## Task instructions
1: Answer these questions about the passage on the national debt:
(a) According to the Treasury Department, what amount does the U.S. gross national debt exceed?
(b) What was the debt to GDP ratio when one of the authors retired from Congress?
(c) What does the budget now spend more money on than on national defense?
2: Write a continuation of the passage on the national debt, starting after its final sentence.

As former chairs of the House Republican and Democratic campaign committees, we understand the pressures of election year politics. Candidates tend to avoid unpleasant topics, exaggerate differences, and make promises intended to reward constituencies with new benefits or tax breaks that would seemingly improve their lives.
But underlying all of this, once the dust from the electoral battle has cleared, is the existential crisis the country faces with the growing national debt.
The Treasury Department recently announced that the U.S. gross national debt exceeds $35 trillion and continues to grow at a rapid and unsustainable rate per month.
To put this in context, the ratio of debt to Gross Domestic Product, the most reliable barometer of fiscal health, is 122 percent which is higher than all but a dozen other countries in the world, and the highest peacetime ratio in U.S. history. Moreover, the rhetoric of this year’s presidential campaigns would widen this ratio if turned into policy.
It was not long ago, when one of us retired from Congress, that the debt to GDP ratio was merely 35 percent, and that was while we were fighting wars in the Middle East. Now, we have a budget where more money is spent on interest on the national debt, paying bondholders from all over the world, than on national defense. And, because much of the U.S. debt is short term, when bonds become due, they are refinanced at even higher interest rates.
We know this won’t end well. We just don’t know when it won’t end well. It is the equivalent of a person jumping off a 100-story building and, while tumbling down to the 30th floor, saying to themselves, “so far, so good.”
This is not a partisan issue, and it demands a bipartisan solution. Generations of politicians from both parties have found it unrewarding to raise taxes or cut programs, so they take the easier path of running up the debt and passing the cost on to the next generation.
Between tax cuts, major spending increases, and recession and COVID responses, this debt now threatens the dollar as the world currency and turns the inevitable crash into a game of political musical chairs, hoping the day of reckoning will be on someone else’s watch.

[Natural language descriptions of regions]
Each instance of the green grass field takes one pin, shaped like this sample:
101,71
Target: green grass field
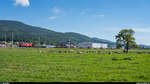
30,65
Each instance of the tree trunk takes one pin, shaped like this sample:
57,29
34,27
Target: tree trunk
127,47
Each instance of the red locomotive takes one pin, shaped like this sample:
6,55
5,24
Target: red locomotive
25,45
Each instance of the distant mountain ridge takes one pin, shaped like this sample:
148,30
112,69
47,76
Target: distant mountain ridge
23,32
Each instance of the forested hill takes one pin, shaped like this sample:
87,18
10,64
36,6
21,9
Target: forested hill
24,32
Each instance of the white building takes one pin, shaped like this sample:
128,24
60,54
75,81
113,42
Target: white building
92,45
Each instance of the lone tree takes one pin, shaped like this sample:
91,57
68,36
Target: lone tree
125,39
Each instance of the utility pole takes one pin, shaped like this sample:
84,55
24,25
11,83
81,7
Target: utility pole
5,38
69,43
39,40
12,38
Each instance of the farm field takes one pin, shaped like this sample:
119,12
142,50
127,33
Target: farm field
42,65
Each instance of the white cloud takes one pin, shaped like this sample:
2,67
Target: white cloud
142,30
56,10
98,16
84,11
23,3
52,17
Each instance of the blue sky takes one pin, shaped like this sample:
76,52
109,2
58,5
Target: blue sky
94,18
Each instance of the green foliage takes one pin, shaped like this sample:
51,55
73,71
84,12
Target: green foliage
125,39
29,65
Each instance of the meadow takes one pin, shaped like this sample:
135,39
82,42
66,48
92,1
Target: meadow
42,65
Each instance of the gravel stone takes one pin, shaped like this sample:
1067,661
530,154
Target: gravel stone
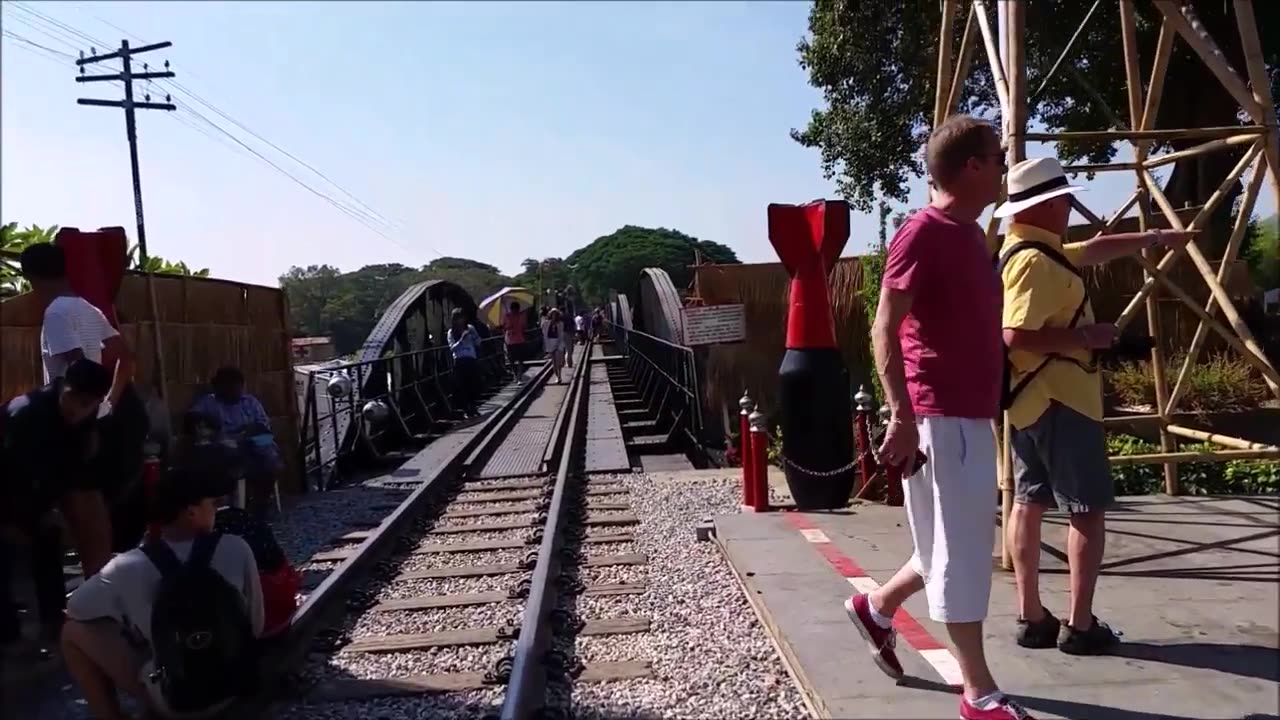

## Task responses
1:
(a) $35 trillion
(b) 35 percent
(c) Interest on the national debt

2:
To give a larger perspective, if spending for all federal agencies were zeroed out, America would still be running a deficit of several hundred billion dollars. Think of it. No money for defense, no Department of Education, no FBI, no CIA, no money for food stamps, no federal spending on cancer research — and we’re still heavily in hock, with Republicans and Democrats recommending more expenditures and tax relief.
It’s clear that voters have deprioritized the issue because good candidates respond to what they hear on the trail, and elected officials closely monitor what topics people in their respective districts care about. It drives their legislative priorities. It’s hard to remember but, in the no-too-distant past, holding the line on spending and producing a balanced budget were among those priorities.
The turn-of-the century party platforms were dueling displays of anti-debt fervor. Republicans called for a “constitutional amendment to require a balanced budget” (2000) and “the creation of a line-item veto” under which all savings from the line-item veto “would be used for deficit reduction” (2004). Not to be outdone, Democrats promised to “balance the budget every year” (2000) and “restore commonsense budget rules…like ‘Pay-As-You-Go’ rules that require the government to pay for new initiatives” (2004).
This year, staring down the barrel of a very predictable (and much worse) fiscal calamity, the word “debt” is entirely missing from the Republican platform and deficit appears once — regarding our trade deficit. The draft document released by the Democratic National Committee in July has a little more to say on the national debt, with nods to reducing the deficit. However, relief from student loan debt owed to the government gets a lot more attention than the $35 trillion the government owes others.
We’ve seen and been part of more campaigns than we can count. We’ve witnessed voters rally around an issue and make it central to a campaign. So, we urge you, whether at campaign events or by other means, to tell candidates and sitting members of Congress that they must take action to start digging us out of this hole. We hold our future, and those of our children and grandchildren, in the balance.
Cheri Bustos represented Illinois’s 17th District from 2013 to 2023. She was chair of the Democratic Congressional Campaign Committee from 2019-2021. Tom Davis represented Virginia’s 11th District from 1995-2008. He was chair of the National Republican Congressional Committee from 1998 to 2002.